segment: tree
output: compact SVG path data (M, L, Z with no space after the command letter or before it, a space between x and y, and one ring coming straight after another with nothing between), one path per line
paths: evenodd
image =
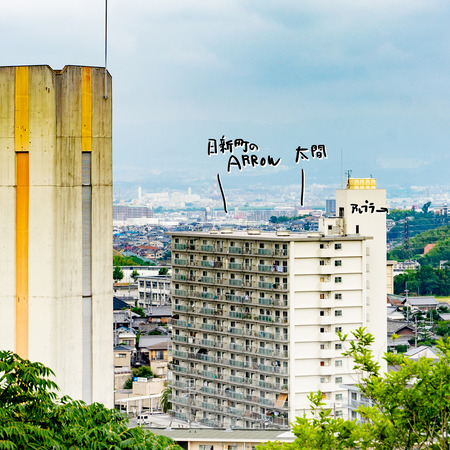
M343 353L354 360L360 374L358 387L372 406L360 406L363 422L331 417L321 393L311 394L313 418L297 418L292 444L269 443L262 449L413 449L450 448L450 339L437 344L438 361L412 361L403 354L386 353L384 359L398 370L380 374L370 345L374 338L359 328ZM340 335L342 341L347 336Z
M422 206L422 211L424 214L428 214L428 209L431 206L431 202L426 202L423 206Z
M119 266L114 266L113 280L117 283L123 278L123 270Z
M270 216L269 222L270 223L277 223L278 222L278 217L277 216Z
M158 275L167 275L169 273L169 269L167 267L161 267L159 269Z
M133 278L133 281L136 283L136 280L139 277L139 272L135 269L133 272L131 272L131 278Z
M161 409L163 413L167 413L172 409L172 402L170 401L172 398L172 387L167 386L167 383L164 383L165 389L161 395Z
M181 450L99 403L58 398L51 369L0 351L0 448Z

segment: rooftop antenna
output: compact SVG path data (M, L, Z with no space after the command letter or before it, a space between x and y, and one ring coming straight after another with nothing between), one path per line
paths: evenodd
M341 189L344 189L344 169L343 169L343 161L344 161L344 154L342 152L341 147Z
M350 177L352 176L352 171L351 170L346 170L345 171L345 175L347 175L347 189L350 185Z
M106 63L108 61L108 0L105 0L105 95L103 98L108 98L107 81L108 70L106 69Z

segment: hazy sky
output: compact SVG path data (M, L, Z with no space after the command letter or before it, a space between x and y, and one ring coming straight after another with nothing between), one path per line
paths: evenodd
M104 1L2 2L1 65L104 65ZM109 0L115 180L449 185L450 2ZM208 139L277 168L227 174ZM295 164L295 149L328 159ZM241 152L239 152L240 154Z

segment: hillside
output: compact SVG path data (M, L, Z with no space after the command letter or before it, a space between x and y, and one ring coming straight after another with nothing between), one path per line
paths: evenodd
M437 244L423 257L427 244ZM450 260L450 225L434 228L415 235L409 240L411 258L418 258L422 265L439 266L440 261ZM408 259L405 246L401 245L388 253L388 259L401 261Z

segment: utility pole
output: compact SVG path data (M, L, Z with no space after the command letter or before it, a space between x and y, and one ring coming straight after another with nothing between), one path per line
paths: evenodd
M406 282L406 286L408 286L408 282ZM406 322L409 323L409 305L408 305L408 289L405 289L406 294Z

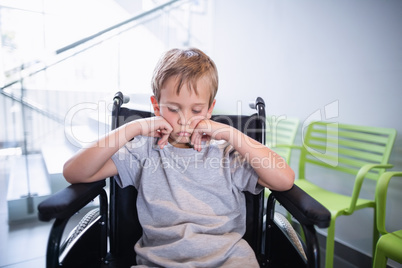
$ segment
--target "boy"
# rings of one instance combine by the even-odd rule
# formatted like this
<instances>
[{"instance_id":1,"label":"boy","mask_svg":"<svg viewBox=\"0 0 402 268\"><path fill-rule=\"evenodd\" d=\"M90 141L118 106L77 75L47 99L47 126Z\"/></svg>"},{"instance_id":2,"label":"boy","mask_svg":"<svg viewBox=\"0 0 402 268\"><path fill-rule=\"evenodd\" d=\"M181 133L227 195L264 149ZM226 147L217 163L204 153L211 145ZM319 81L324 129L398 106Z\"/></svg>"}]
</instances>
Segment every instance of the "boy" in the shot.
<instances>
[{"instance_id":1,"label":"boy","mask_svg":"<svg viewBox=\"0 0 402 268\"><path fill-rule=\"evenodd\" d=\"M127 123L81 150L65 163L65 178L92 182L119 173L121 187L138 190L138 265L258 267L242 239L243 191L288 190L293 170L266 146L209 120L218 74L202 51L166 52L152 89L155 117Z\"/></svg>"}]
</instances>

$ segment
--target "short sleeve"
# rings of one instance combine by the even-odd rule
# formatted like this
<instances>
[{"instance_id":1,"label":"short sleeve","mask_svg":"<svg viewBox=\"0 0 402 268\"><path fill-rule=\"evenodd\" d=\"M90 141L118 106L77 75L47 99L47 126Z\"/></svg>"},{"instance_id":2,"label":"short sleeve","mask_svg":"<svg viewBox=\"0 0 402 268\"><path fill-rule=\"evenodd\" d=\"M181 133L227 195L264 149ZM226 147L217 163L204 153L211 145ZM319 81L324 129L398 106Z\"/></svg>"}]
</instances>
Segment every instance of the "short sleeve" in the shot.
<instances>
[{"instance_id":1,"label":"short sleeve","mask_svg":"<svg viewBox=\"0 0 402 268\"><path fill-rule=\"evenodd\" d=\"M258 184L258 175L253 167L237 151L229 154L232 179L237 188L259 194L264 187Z\"/></svg>"},{"instance_id":2,"label":"short sleeve","mask_svg":"<svg viewBox=\"0 0 402 268\"><path fill-rule=\"evenodd\" d=\"M143 166L142 159L146 158L148 152L146 140L144 137L136 137L112 156L119 173L115 179L121 188L133 185L138 189L141 167Z\"/></svg>"}]
</instances>

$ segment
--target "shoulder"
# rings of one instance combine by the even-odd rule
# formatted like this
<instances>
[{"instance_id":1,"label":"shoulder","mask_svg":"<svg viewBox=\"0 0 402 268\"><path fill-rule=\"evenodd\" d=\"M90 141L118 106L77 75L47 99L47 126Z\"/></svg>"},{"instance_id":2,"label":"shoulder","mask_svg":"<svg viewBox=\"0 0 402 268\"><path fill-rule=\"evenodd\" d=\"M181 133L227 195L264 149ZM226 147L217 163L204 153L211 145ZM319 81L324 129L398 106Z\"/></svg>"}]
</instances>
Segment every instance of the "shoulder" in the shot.
<instances>
[{"instance_id":1,"label":"shoulder","mask_svg":"<svg viewBox=\"0 0 402 268\"><path fill-rule=\"evenodd\" d=\"M147 136L137 136L129 141L124 147L126 152L135 154L150 154L157 150L157 138Z\"/></svg>"}]
</instances>

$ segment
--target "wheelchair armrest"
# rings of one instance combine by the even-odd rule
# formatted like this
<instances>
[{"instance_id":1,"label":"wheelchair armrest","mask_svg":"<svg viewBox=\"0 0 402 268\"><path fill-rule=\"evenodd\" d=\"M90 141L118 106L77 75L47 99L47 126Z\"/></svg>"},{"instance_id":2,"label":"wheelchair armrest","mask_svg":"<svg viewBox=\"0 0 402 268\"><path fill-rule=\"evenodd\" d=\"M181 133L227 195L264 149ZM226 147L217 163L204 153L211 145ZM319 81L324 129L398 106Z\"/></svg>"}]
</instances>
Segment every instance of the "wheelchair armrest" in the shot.
<instances>
[{"instance_id":1,"label":"wheelchair armrest","mask_svg":"<svg viewBox=\"0 0 402 268\"><path fill-rule=\"evenodd\" d=\"M70 218L91 200L95 199L106 185L105 180L92 183L77 183L53 194L38 205L41 221Z\"/></svg>"},{"instance_id":2,"label":"wheelchair armrest","mask_svg":"<svg viewBox=\"0 0 402 268\"><path fill-rule=\"evenodd\" d=\"M301 224L316 225L327 228L331 221L331 213L297 185L288 191L272 191L273 196Z\"/></svg>"}]
</instances>

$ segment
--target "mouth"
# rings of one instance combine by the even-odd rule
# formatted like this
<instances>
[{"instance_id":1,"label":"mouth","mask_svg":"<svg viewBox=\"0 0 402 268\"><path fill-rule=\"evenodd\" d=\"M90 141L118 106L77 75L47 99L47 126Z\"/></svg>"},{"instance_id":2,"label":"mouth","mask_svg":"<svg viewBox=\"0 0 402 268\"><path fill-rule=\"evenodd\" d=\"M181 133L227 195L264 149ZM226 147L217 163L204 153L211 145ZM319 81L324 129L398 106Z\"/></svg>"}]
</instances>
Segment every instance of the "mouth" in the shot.
<instances>
[{"instance_id":1,"label":"mouth","mask_svg":"<svg viewBox=\"0 0 402 268\"><path fill-rule=\"evenodd\" d=\"M191 133L187 132L187 131L180 131L180 132L177 133L177 136L178 137L190 137Z\"/></svg>"},{"instance_id":2,"label":"mouth","mask_svg":"<svg viewBox=\"0 0 402 268\"><path fill-rule=\"evenodd\" d=\"M175 147L190 148L191 133L187 131L176 132L169 137L169 142Z\"/></svg>"}]
</instances>

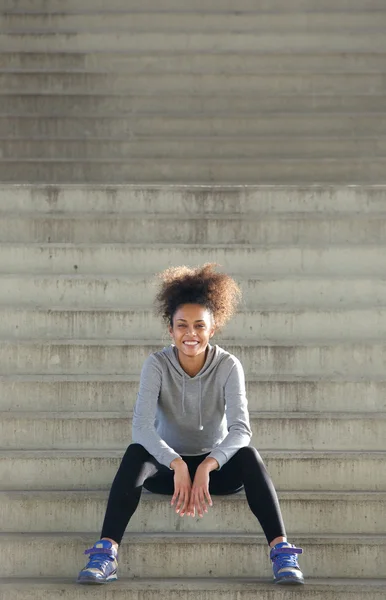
*-*-*
Copy each line of the records that has "target" in it.

--target "boy"
--target "short sleeve"
--target "shoulder"
--target "wheelchair armrest"
--target "mouth"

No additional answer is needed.